● **GIVEN PROBLEM**:
Leave out the images; return the rest of the data exactly.

Image point annotation entries
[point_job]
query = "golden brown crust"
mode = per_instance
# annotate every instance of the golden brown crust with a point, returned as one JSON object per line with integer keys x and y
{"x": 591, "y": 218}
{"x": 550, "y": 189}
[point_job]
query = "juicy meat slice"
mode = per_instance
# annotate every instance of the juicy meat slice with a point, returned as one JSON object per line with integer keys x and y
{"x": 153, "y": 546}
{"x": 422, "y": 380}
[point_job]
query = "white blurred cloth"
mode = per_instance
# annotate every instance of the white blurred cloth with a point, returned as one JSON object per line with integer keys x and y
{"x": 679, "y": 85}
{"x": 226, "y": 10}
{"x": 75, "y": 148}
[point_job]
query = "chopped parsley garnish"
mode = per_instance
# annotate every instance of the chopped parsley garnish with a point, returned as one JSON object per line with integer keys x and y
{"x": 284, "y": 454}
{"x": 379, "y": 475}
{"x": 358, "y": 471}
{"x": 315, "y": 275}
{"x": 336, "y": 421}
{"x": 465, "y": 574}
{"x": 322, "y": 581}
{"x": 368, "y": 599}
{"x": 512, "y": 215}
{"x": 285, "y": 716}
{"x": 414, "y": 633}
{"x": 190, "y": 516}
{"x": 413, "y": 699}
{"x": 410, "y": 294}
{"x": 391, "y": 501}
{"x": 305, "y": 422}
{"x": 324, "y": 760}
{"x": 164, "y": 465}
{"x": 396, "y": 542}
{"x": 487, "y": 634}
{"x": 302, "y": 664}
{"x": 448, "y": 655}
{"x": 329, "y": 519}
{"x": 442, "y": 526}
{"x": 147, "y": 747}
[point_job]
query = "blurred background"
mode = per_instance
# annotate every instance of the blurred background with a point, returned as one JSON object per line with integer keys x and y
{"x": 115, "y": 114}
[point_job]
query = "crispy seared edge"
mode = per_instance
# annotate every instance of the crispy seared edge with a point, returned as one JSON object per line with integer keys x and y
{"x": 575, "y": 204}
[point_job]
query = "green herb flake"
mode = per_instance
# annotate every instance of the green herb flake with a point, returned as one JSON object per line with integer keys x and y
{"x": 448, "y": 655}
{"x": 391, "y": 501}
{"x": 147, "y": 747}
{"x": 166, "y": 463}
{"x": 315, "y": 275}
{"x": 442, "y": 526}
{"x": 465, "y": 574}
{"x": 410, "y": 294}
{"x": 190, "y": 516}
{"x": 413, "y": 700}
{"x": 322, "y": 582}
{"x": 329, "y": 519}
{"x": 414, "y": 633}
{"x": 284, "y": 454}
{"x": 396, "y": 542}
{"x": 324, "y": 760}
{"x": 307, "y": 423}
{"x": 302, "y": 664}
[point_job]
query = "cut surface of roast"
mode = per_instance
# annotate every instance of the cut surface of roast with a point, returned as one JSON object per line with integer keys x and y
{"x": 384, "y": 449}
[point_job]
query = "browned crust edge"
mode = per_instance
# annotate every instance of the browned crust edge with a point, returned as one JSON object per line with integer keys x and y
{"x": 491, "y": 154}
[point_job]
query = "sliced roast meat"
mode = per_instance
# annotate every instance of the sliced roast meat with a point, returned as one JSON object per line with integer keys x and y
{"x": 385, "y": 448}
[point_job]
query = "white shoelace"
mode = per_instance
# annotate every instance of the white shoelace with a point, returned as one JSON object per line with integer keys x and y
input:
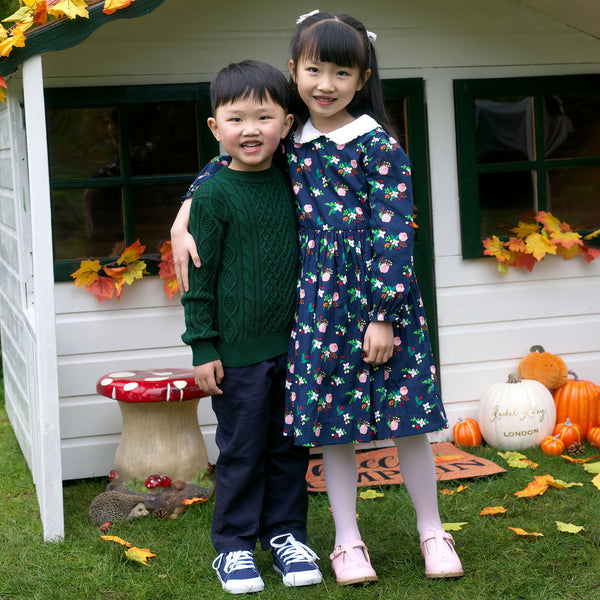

● **RESULT**:
[point_job]
query = "golden brown crust"
mode = per_instance
# annotate every instance of the golden brown crust with a point, returned as one JSON object per line with integer keys x and y
{"x": 591, "y": 218}
{"x": 550, "y": 189}
[point_job]
query = "juicy meat slice"
mode = per_instance
# annotate every instance of the juicy meat slice with a point, returned as one JSON object per line with integer keys x and y
{"x": 153, "y": 546}
{"x": 422, "y": 380}
[point_job]
query = "white blurred cloth"
mode = per_instance
# annotate every instance of the white blurred cloth with a point, returned as one JSON object per line with integer keys x and y
{"x": 679, "y": 85}
{"x": 226, "y": 10}
{"x": 75, "y": 148}
[point_job]
query = "chopped parsley garnish"
mode = per_instance
# annotate every instance of the chopped parsley garnish with a point, returned as one JSON object per line with integer keys x and y
{"x": 284, "y": 454}
{"x": 379, "y": 475}
{"x": 358, "y": 471}
{"x": 315, "y": 275}
{"x": 336, "y": 421}
{"x": 465, "y": 574}
{"x": 322, "y": 581}
{"x": 368, "y": 599}
{"x": 512, "y": 215}
{"x": 285, "y": 716}
{"x": 414, "y": 633}
{"x": 190, "y": 516}
{"x": 413, "y": 699}
{"x": 410, "y": 294}
{"x": 391, "y": 501}
{"x": 305, "y": 422}
{"x": 324, "y": 760}
{"x": 164, "y": 465}
{"x": 396, "y": 542}
{"x": 487, "y": 634}
{"x": 302, "y": 664}
{"x": 448, "y": 655}
{"x": 329, "y": 519}
{"x": 442, "y": 526}
{"x": 147, "y": 747}
[point_job]
query = "blurred background"
mode = per_instance
# annotate every instance of the blurred background with a point, returned as one JSON object per line with integer keys x and y
{"x": 115, "y": 114}
[point_job]
query = "crispy seared edge"
mode = per_instance
# annotate every instance of the crispy seared edge with a point, returned as one JSON object per line with integer keys x and y
{"x": 575, "y": 204}
[point_job]
query = "green herb flake"
mode = per_instance
# annotate every instance of the green herb flake with a point, returned as one JSON object per line with integer keys x and y
{"x": 448, "y": 655}
{"x": 391, "y": 501}
{"x": 147, "y": 747}
{"x": 166, "y": 463}
{"x": 315, "y": 275}
{"x": 442, "y": 526}
{"x": 465, "y": 574}
{"x": 410, "y": 294}
{"x": 190, "y": 516}
{"x": 413, "y": 700}
{"x": 322, "y": 582}
{"x": 329, "y": 519}
{"x": 414, "y": 633}
{"x": 284, "y": 454}
{"x": 396, "y": 542}
{"x": 324, "y": 760}
{"x": 307, "y": 423}
{"x": 302, "y": 664}
[point_job]
query = "cut surface of roast"
mode = per_instance
# annotate every instance of the cut surface of roast with a point, returned as one JSON object per line with integer keys x and y
{"x": 384, "y": 449}
[point_job]
query = "browned crust edge"
mode = per_instance
# annotate every instance of the browned crust edge with a point, returned as one JSON object per line with integer keys x and y
{"x": 491, "y": 154}
[point_job]
query = "sliced roast meat"
mode = per_instance
# annotate every instance of the sliced roast meat with a point, returned as one JSON object per line with integer keys x and y
{"x": 385, "y": 448}
[point_job]
query = "white shoelace"
mode = per_instance
# annotate every instance of the white shoelace with a point, returned as one JSON object per line with integer keys x and y
input:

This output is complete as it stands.